── Rows ──
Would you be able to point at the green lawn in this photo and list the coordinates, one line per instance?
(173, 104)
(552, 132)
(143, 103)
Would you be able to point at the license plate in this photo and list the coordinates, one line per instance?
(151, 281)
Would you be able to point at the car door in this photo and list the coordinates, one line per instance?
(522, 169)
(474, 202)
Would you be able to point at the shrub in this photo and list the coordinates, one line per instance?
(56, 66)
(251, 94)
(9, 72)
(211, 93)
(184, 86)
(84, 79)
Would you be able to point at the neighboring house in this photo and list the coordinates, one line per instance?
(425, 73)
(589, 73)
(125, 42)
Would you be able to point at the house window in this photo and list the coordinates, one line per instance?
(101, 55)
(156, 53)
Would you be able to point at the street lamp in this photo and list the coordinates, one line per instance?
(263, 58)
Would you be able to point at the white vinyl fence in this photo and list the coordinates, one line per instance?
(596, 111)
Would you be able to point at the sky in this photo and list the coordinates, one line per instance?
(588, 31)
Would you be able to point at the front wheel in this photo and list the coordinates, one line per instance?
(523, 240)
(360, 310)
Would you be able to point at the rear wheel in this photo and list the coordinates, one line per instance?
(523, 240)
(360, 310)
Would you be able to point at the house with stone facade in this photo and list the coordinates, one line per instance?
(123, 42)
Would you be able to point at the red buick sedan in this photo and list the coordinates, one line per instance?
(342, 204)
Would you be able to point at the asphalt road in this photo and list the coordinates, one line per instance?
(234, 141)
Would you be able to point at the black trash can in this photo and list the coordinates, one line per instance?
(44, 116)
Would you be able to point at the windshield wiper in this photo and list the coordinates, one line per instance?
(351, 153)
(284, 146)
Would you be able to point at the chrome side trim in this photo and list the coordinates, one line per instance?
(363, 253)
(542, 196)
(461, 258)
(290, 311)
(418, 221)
───
§ Challenge:
Render the stretch of items from the line containing "Would you be able to point at the front" through the end of the items as a two-column CSV with the headers item_text and answer, one row per item. Place each item's text and its answer in a single quoted field, replacing line breaks with spaces.

§ Result for this exercise:
item_text,answer
"Would you be able to point at the front wheel in this photo and list the coordinates, one line per instance?","(523, 240) (360, 310)"
"Would you be able to point at the rear wheel in this photo and list the coordinates, one line per instance?","(523, 240) (360, 310)"
"Would you be able to point at the house with stone facade in this photo and list the coordinates, one line per instance?","(123, 42)"
"Would you be able to point at the red buick sedan in this photo and list the coordinates, one line per instance?","(342, 204)"
"Would you be able to point at the asphalt road in this photo and list the coordinates, one line per instance?","(234, 141)"
"Would you be able to point at the black trash can in this photo and list the coordinates, one line per instance?","(44, 116)"
"Would you be able to point at the windshield wiper in this photo and list the coordinates, one line per instance?","(351, 153) (284, 146)"
"Would you be able to point at the chrome side trim in this photo and list the coordinates, one line per instance?","(363, 253) (542, 196) (461, 258) (290, 311) (418, 221)"